▸ WORK INSTRUCTIONS: Can you copy all of the lines below word for word, leaving the pictures out?

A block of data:
******

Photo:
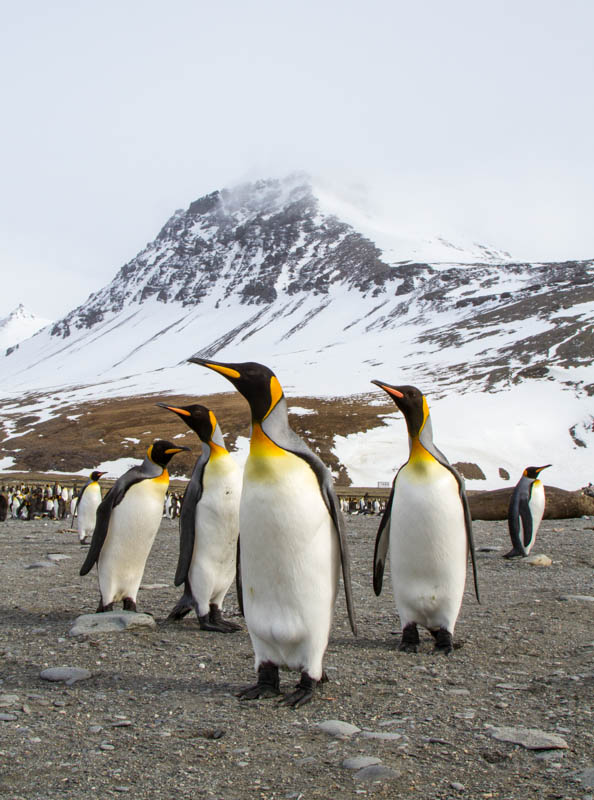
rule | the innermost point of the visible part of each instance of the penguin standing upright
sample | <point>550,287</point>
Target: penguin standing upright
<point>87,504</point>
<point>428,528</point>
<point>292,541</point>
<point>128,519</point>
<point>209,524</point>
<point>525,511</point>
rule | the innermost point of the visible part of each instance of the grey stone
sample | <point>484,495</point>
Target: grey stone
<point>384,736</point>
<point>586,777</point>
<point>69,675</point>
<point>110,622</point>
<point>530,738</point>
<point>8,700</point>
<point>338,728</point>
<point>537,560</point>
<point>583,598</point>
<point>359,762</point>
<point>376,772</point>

******

▸ TASK SOLUTION:
Photo:
rule | the innermost point of the visible part of each instance of the penguin standing upright
sample | <point>550,287</point>
Target: penguin standing upright
<point>87,504</point>
<point>428,528</point>
<point>292,541</point>
<point>128,519</point>
<point>209,524</point>
<point>525,511</point>
rule | the innermost point of the visible part of each instance of the grey stone
sample | <point>484,495</point>
Target: grey stone
<point>384,736</point>
<point>586,777</point>
<point>69,675</point>
<point>110,622</point>
<point>530,738</point>
<point>8,700</point>
<point>338,728</point>
<point>537,560</point>
<point>583,598</point>
<point>359,762</point>
<point>376,772</point>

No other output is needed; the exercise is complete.